## begin Source material
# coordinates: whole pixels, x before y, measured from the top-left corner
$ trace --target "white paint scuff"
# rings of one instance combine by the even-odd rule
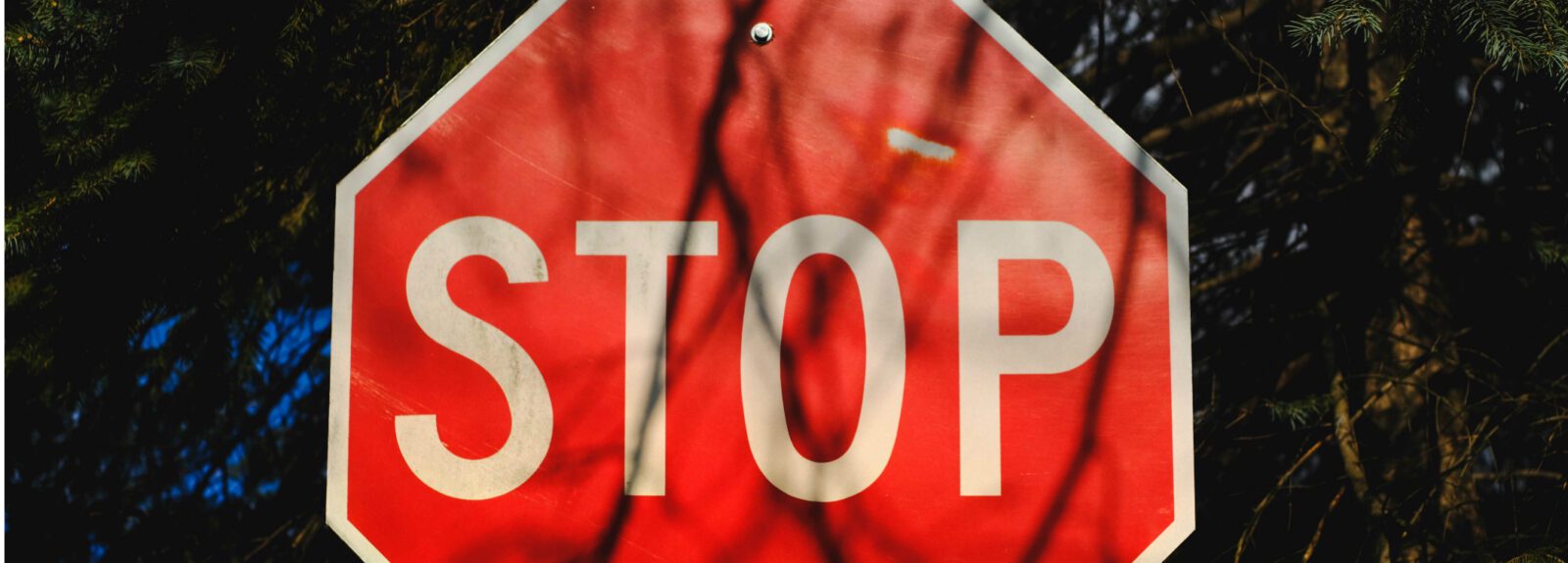
[[[953,160],[953,155],[958,154],[958,151],[953,151],[950,146],[927,141],[898,127],[887,127],[887,146],[898,152],[914,152],[941,162]]]

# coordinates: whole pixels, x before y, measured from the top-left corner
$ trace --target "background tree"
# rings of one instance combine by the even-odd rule
[[[1176,558],[1568,557],[1568,5],[994,6],[1190,190]],[[6,8],[9,547],[350,557],[332,188],[525,5]]]

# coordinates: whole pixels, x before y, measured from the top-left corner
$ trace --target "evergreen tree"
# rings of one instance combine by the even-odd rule
[[[1176,558],[1568,558],[1568,5],[993,5],[1190,190]],[[332,188],[525,2],[6,8],[13,555],[347,558]]]

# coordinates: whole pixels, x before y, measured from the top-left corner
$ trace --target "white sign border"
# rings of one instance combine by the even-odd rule
[[[383,141],[337,183],[337,213],[332,251],[332,347],[328,459],[326,459],[326,524],[343,543],[367,561],[386,561],[359,528],[348,521],[348,394],[351,364],[350,345],[353,320],[354,267],[354,196],[392,163],[409,144],[445,114],[474,85],[511,55],[566,0],[539,0],[485,50],[463,67],[447,85],[422,105],[403,125]],[[1156,188],[1165,193],[1165,223],[1170,265],[1170,347],[1171,347],[1171,463],[1174,478],[1174,518],[1171,524],[1142,552],[1137,561],[1160,561],[1196,527],[1192,444],[1192,331],[1189,303],[1187,188],[1160,166],[1132,136],[1116,125],[1101,108],[1083,96],[1051,61],[982,0],[953,0],[991,39],[1040,80],[1110,144],[1129,165],[1137,168]]]

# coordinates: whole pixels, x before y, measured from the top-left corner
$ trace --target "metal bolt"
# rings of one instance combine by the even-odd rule
[[[757,25],[751,27],[751,42],[757,45],[767,45],[771,41],[773,41],[773,25],[768,25],[768,22],[759,22]]]

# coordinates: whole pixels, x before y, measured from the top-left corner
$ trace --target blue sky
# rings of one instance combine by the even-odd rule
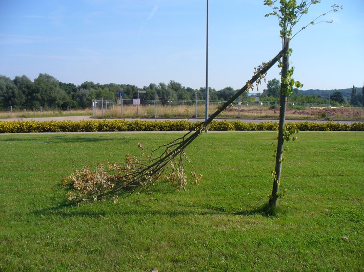
[[[323,17],[333,24],[310,26],[291,42],[302,89],[364,82],[364,1],[322,0],[294,32],[333,4],[343,9]],[[277,20],[265,17],[271,10],[263,0],[209,6],[209,85],[240,88],[281,49]],[[205,86],[206,32],[206,0],[0,0],[0,75],[139,87],[172,80],[198,88]]]

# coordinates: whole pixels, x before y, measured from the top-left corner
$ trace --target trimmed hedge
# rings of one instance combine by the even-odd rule
[[[200,122],[193,123],[187,120],[149,121],[136,120],[102,121],[0,121],[0,133],[70,132],[97,131],[171,131],[193,130]],[[353,123],[351,125],[334,122],[314,123],[288,122],[300,131],[364,131],[364,122]],[[232,121],[213,121],[209,126],[210,130],[257,131],[278,130],[278,123],[271,121],[258,124],[244,123],[240,120]]]

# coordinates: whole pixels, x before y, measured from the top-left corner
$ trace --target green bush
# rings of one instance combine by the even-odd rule
[[[69,132],[96,131],[189,131],[200,124],[187,120],[149,121],[140,120],[131,122],[125,120],[80,121],[11,121],[0,122],[0,133]],[[314,123],[288,122],[292,127],[300,131],[364,131],[364,122],[353,123],[351,125],[334,122]],[[209,125],[212,131],[277,130],[278,123],[271,121],[259,124],[233,121],[213,121]]]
## end Source material
Find every line above that contains the word "target", and copy each of those lines in full.

[Response to the task]
$ trace --target "white paint scuff"
$ trace --target "background tree"
$ trace --target "evergreen tree"
$ trace --target "white sign border"
$ trace --target "metal bolt"
$ trace --target blue sky
$ trace --target trimmed hedge
$ trace --target green bush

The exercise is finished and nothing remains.